ARTICLE:
★ ★ ★ ★
La femme
de l'écrivain...
Entretien avec
Aline Autin-Grenier
Aline Autin-Grenier
est enseignante de Lettres Modernes dans le Vaucluse où elle vit à la
campagne avec l'écrivain Pierre Autin-Grenier depuis une vingtaine
d'années. Elle a publié dans FILIGRANES
Q : Ce qui nous intéresse
aujourd'hui, c'est d'aborder la question de l'écriture à travers ce que
peut en dire une personne qui, comme toi, partage la vie d'un écrivain.
Une personne qui occupe la position de témoin, de spectateur peut-être,
face à un travail en cours. Autrement dit, de quoi témoigne "la femme de
l'écrivain", ce personnage emblématique, à la fois irremplaçable et
méconnu, cette figure de l'ombre sans laquelle bien des textes n'auraient
pas vu le jour…
Sur la scène
littéraire et sociale
A.A-G.: Depuis 3 ou 4 ans,
Pierre est assez souvent invité à lire ses textes et à rencontrer le
public. Il se déplace beaucoup pour quelqu'un qui n'est connu que dans un
milieu littéraire restreint. Il a été invité à Caen, où François de
Cornières organise les "Rencontres pour lire", à Châtenoy-le-Royal dans la
banlieue de Chalon-sur-Saône, (non loin de Lyon où il a ses racines), et
dans bien d'autres lieux encore...
Or, il lui est brusquement devenu impossible de se déplacer si je ne suis
pas là. Invité récemment à Landreville (Aube), - c'était le premier
week-end de la rentrée-, je dis : "tu prends la voiture", car étant donné
la date et la distance ça ne m'enchantait pas follement. Il n'en fut pas
question. Il déclare : "de toutes façons, sans toi, je n'y vais pas". Il
semble très anxieux à l'idée de lire, de rencontrer des personnes, de
discuter. Mais quand il est vraiment dans le bain, les choses se
débloquent. Dans les faits, mon rôle se réduit à peu de chose. Sur la
route, c'est lui qui assure la conduite. Mais ma présence est sécurisante
et il y a l'envie de partager.
★ ★ ★ ★
ENTRÉES AFFICHÉES:
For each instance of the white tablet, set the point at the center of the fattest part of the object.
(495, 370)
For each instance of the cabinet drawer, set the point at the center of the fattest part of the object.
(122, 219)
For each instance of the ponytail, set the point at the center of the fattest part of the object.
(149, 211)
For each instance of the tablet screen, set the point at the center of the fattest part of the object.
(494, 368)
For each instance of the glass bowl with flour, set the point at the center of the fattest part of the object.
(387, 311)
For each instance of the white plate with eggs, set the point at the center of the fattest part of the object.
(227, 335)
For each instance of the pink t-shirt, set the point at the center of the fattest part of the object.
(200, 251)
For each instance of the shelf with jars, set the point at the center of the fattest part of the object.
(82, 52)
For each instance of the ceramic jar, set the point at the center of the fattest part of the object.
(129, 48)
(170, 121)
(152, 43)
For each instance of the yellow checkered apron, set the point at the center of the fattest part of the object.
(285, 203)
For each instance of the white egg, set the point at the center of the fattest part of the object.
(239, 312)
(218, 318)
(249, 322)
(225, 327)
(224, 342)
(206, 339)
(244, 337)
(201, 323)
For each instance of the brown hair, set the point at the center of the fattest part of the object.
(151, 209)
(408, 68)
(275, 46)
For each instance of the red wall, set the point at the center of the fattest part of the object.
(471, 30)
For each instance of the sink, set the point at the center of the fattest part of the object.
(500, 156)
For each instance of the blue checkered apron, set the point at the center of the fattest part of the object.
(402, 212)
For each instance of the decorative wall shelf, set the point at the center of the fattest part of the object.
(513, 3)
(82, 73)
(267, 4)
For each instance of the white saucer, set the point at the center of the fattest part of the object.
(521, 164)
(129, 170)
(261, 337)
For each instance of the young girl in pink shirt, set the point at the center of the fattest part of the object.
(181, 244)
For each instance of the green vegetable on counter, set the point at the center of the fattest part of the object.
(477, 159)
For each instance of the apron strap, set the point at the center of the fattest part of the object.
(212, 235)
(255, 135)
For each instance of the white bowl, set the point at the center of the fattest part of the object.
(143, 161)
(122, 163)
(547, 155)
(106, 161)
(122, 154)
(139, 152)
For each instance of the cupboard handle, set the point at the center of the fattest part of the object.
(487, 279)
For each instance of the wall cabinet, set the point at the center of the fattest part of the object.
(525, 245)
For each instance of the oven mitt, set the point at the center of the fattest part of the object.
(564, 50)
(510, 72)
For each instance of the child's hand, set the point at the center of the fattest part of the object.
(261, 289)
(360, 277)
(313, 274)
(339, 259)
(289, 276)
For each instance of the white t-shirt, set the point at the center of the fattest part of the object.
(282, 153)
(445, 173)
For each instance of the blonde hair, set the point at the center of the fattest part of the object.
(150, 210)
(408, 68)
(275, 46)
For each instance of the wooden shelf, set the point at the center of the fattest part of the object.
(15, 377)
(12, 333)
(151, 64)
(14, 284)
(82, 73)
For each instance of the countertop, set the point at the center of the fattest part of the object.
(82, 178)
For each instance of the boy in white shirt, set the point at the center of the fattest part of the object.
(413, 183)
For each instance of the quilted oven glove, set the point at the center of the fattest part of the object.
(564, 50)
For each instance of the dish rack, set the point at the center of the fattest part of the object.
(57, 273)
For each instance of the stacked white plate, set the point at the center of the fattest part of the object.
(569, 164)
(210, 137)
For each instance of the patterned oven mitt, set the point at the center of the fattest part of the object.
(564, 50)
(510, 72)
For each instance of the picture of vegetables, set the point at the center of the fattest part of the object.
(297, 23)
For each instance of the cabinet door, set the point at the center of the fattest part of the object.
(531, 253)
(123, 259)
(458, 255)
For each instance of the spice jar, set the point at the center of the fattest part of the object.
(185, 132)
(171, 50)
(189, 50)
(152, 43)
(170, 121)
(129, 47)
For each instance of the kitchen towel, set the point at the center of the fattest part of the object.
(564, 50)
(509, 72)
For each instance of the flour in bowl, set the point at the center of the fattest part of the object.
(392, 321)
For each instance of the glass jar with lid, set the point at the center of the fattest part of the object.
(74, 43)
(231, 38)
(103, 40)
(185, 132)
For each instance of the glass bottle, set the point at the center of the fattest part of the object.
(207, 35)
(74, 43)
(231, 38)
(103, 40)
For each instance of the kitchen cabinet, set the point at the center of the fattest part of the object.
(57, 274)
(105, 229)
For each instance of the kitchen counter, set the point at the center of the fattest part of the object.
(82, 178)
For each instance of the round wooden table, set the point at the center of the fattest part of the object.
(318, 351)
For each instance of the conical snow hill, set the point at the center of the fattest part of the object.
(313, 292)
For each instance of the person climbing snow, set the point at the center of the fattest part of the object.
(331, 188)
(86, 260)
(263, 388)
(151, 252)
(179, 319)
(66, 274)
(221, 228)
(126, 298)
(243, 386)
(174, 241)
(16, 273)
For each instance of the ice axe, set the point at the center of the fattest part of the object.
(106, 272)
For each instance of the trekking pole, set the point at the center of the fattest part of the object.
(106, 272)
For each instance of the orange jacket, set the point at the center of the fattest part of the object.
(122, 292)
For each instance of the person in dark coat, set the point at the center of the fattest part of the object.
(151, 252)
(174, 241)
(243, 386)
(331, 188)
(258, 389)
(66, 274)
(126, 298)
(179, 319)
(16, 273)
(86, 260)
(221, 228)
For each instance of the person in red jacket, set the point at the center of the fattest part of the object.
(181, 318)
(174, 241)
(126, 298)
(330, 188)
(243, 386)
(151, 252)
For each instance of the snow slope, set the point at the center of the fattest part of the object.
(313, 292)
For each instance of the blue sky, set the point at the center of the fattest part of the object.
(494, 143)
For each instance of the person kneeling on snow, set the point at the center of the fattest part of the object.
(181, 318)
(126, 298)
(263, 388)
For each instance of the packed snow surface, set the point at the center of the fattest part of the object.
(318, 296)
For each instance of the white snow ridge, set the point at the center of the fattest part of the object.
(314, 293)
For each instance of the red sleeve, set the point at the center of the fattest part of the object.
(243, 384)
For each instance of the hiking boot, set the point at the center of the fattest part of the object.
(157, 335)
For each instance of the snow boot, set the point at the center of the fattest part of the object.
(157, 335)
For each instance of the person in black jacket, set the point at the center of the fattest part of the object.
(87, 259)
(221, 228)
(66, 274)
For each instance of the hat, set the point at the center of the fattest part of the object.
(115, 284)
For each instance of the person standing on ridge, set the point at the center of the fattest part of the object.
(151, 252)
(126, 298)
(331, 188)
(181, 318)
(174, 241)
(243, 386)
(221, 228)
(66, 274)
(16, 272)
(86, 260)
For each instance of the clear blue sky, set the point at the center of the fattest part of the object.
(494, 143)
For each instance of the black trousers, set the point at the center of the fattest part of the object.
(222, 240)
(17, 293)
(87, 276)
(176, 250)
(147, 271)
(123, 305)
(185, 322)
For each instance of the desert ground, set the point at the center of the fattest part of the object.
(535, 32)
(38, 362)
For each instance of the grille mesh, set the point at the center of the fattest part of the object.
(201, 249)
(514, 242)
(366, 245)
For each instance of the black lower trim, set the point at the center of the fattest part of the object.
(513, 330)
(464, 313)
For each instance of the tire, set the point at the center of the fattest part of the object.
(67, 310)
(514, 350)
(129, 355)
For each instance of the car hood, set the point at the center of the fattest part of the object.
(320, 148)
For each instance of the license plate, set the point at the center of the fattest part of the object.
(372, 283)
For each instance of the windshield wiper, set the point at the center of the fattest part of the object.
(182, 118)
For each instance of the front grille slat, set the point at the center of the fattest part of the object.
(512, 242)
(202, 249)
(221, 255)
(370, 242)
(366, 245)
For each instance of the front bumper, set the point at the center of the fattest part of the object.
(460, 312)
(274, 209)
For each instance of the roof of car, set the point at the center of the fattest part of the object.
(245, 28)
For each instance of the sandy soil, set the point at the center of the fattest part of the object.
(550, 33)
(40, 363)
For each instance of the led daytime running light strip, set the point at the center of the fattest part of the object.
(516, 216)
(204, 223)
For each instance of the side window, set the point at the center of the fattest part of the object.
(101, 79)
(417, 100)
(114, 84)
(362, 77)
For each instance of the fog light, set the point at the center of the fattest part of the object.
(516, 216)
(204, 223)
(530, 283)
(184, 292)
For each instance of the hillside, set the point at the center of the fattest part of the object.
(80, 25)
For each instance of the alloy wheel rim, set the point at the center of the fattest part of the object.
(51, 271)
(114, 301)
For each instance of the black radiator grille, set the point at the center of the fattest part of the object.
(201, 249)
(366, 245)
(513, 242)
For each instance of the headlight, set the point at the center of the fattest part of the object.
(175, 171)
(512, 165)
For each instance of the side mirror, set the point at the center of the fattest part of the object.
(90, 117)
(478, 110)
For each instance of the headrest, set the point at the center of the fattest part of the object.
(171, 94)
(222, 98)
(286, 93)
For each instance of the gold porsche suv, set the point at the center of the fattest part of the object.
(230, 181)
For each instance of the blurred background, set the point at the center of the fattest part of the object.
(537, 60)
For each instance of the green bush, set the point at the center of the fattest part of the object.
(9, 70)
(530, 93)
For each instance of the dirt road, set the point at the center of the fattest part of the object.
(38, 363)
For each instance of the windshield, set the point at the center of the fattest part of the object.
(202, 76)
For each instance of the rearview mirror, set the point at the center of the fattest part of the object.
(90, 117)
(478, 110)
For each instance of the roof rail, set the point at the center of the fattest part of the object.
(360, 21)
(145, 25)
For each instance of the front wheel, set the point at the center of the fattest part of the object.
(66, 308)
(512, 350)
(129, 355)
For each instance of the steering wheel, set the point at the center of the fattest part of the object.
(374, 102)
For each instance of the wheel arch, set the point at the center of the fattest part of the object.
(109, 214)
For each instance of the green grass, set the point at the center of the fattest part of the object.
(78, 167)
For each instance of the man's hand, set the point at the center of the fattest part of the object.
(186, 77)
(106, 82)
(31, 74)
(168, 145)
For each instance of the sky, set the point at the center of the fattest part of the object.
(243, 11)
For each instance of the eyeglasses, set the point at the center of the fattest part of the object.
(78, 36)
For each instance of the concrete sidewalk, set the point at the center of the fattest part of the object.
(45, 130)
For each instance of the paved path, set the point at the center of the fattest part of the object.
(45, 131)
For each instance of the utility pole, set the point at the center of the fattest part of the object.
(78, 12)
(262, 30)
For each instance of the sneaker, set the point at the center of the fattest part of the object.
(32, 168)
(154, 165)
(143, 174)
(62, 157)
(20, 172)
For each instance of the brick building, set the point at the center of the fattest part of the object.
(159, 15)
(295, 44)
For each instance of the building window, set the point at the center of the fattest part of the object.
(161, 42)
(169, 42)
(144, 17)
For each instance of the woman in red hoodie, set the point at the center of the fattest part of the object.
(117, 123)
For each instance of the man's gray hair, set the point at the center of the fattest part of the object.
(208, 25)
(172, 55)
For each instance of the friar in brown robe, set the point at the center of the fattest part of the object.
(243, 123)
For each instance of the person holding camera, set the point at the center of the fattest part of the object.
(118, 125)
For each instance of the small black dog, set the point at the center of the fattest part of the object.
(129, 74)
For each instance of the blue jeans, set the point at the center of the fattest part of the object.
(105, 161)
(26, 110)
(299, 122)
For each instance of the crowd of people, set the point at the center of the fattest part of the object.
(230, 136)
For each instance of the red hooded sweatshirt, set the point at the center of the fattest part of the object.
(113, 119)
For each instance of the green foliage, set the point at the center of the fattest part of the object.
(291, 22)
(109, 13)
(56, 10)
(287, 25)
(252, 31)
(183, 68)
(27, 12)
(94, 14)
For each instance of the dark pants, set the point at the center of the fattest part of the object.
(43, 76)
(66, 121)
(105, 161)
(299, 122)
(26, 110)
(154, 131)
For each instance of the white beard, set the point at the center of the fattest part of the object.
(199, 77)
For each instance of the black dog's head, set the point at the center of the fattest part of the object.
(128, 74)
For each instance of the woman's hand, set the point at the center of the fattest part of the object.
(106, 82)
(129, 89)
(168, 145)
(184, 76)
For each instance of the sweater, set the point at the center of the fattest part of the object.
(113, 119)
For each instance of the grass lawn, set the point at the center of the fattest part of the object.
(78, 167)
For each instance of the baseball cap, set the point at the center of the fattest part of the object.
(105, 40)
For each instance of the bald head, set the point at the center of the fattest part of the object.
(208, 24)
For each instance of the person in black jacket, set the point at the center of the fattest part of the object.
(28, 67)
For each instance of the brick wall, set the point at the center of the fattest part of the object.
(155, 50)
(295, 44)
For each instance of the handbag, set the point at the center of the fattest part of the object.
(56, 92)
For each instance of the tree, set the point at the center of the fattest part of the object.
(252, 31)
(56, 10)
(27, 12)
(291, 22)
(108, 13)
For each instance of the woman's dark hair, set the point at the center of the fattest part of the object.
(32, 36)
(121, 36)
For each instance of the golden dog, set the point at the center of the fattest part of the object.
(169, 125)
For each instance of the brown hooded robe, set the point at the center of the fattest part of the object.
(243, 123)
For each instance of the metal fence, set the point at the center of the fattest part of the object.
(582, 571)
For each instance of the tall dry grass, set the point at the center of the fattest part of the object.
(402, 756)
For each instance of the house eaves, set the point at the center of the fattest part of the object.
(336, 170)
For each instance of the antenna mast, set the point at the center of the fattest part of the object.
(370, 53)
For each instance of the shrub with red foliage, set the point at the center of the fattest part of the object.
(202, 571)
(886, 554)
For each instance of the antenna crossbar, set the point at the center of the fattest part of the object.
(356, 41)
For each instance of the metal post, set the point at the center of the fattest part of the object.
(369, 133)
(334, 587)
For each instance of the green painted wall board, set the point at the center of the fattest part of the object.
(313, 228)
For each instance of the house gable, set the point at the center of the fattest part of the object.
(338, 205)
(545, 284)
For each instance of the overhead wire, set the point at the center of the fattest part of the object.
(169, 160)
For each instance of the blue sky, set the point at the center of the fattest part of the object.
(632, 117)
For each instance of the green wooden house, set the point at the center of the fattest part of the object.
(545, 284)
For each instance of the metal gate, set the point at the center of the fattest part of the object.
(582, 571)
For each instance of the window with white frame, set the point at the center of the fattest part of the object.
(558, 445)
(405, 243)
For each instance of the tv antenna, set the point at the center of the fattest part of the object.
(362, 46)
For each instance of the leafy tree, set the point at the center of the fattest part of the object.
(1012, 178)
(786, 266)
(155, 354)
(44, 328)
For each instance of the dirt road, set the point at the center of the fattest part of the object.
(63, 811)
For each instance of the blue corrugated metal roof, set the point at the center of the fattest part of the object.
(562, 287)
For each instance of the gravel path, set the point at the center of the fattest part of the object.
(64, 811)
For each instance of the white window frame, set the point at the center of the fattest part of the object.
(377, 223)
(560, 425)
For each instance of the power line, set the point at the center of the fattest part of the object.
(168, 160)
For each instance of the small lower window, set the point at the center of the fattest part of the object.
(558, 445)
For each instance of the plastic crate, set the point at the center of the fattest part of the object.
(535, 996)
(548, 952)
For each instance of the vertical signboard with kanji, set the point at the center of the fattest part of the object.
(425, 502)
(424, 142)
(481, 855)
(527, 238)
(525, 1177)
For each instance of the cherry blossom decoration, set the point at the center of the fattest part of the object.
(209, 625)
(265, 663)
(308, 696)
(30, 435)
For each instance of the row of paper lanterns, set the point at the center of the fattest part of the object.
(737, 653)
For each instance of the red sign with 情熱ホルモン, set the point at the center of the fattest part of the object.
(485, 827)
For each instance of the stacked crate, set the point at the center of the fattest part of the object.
★ ★ ★ ★
TÂCHES À RÉALISER:
**A.** Relevez, dans l'ordre où ils apparaissent, tous les noms de lieux géographiques mentionnés dans l'entretien.
**B.** Recopiez mot pour mot le passage de l'entretien situé entre « Une personne qui occupe » et « d'autres lieux encore... », ces deux extrémités comprises.
**C.** Les affirmations suivantes concordent-elles avec l'entretien ? Répondez par oui ou par non, en citant à chaque fois les mots décisifs du texte.
(i) Aline Autin-Grenier enseigne les Lettres Modernes dans le Vaucluse.
(ii) Pour l'invitation à Landreville, Pierre a accepté d'y aller seul en voiture.
(iii) Pendant les trajets, c'est Aline qui conduit.

RÉPONSES PAR TÂCHE:
**A.** Vaucluse, Caen, Châtenoy-le-Royal, Chalon-sur-Saône, Lyon, Landreville, Aube

**B.**
Une personne qui occupe la position de témoin, de spectateur peut-être,
face à un travail en cours. Autrement dit, de quoi témoigne "la femme de
l'écrivain", ce personnage emblématique, à la fois irremplaçable et
méconnu, cette figure de l'ombre sans laquelle bien des textes n'auraient
pas vu le jour…
Sur la scène
littéraire et sociale
A.A-G.: Depuis 3 ou 4 ans,
Pierre est assez souvent invité à lire ses textes et à rencontrer le
public. Il se déplace beaucoup pour quelqu'un qui n'est connu que dans un
milieu littéraire restreint. Il a été invité à Caen, où François de
Cornières organise les "Rencontres pour lire", à Châtenoy-le-Royal dans la
banlieue de Chalon-sur-Saône, (non loin de Lyon où il a ses racines), et
dans bien d'autres lieux encore...

**C.**
(i) Oui : « est enseignante de Lettres Modernes dans le Vaucluse »
(ii) Non : « de toutes façons, sans toi, je n'y vais pas »
(iii) Non : « Sur la route, c'est lui qui assure la conduite. »